■ WRITTEN EXERCISE 1: Write out the stretch of the VFIO ioctl description from "2) Flag PROBE." through "the old buffer.", word for word.
■ WRITTEN EXERCISE 2: Carry the VFIO ioctl description forward, starting after its last sentence.

■ EXTRACT PROVIDED:
──────────

This ioctl can be invoked with:
1) Either DMABUF or REGION flag. Vendor driver returns a plane_info
successfully only when the specific kind of buffer is supported.
2) Flag PROBE. And at the same time either DMABUF or REGION must be set,
so that vendor driver returns success only when the specific kind of
buffer is supported.
Add VFIO_DEVICE_GET_GFX_DMABUF ioctl command to let user get a specific
dma-buf fd of an exposed MDEV buffer provided by dmabuf_id which was
returned in VFIO_DEVICE_QUERY_GFX_PLANE ioctl command.
The life cycle of an exposed MDEV buffer is handled by userspace and
tracked by kernel space. The returned dmabuf_id in struct vfio_device_
query_gfx_plane can be a new id of a new exposed buffer or an old id of
a re-exported buffer. Host user can check the value of dmabuf_id to see
if it needs to create new resources according to the new exposed buffer
or just re-use the existing resource related to the old buffer.

──────────

■ COLLECTED DATA:
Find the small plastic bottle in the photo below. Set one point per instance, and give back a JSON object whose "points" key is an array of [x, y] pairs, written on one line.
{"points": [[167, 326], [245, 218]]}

──────────

■ EXERCISE OUTPUT 1:
2) Flag PROBE. And at the same time either DMABUF or REGION must be set,
so that vendor driver returns success only when the specific kind of
buffer is supported.
Add VFIO_DEVICE_GET_GFX_DMABUF ioctl command to let user get a specific
dma-buf fd of an exposed MDEV buffer provided by dmabuf_id which was
returned in VFIO_DEVICE_QUERY_GFX_PLANE ioctl command.
The life cycle of an exposed MDEV buffer is handled by userspace and
tracked by kernel space. The returned dmabuf_id in struct vfio_device_
query_gfx_plane can be a new id of a new exposed buffer or an old id of
a re-exported buffer. Host user can check the value of dmabuf_id to see
if it needs to create new resources according to the new exposed buffer
or just re-use the existing resource related to the old buffer.

■ EXERCISE OUTPUT 2:
v18:
- update comments for VFIO_DEVICE_GET_GFX_DMABUF. (Alex)
v17:
- modify VFIO_DEVICE_GET_GFX_DMABUF interface. (Alex)
v16:
- add x_hot and y_hot fields. (Gerd)
- add comments for VFIO_DEVICE_GET_GFX_DMABUF. (Alex)
- rebase to 4.14.0-rc6.
v15:
- add a ioctl to get a dmabuf for a given dmabuf id. (Gerd)
v14:
- add PROBE, DMABUF and REGION flags. (Alex)
v12:
- add drm_format_mod back. (Gerd and Zhenyu)
- add region_index. (Gerd)
v11:
- rename plane_type to drm_plane_type. (Gerd)
- move fields of vfio_device_query_gfx_plane to vfio_device_gfx_plane_info.
(Gerd)
- remove drm_format_mod, start fields. (Daniel)
- remove plane_id.
v10:
- refine the ABI API VFIO_DEVICE_QUERY_GFX_PLANE. (Alex) (Gerd)
v3:
- add a field gvt_plane_info in the drm_i915_gem_obj structure to save
the decoded plane information to avoid look up while need the plane
info. (Gerd)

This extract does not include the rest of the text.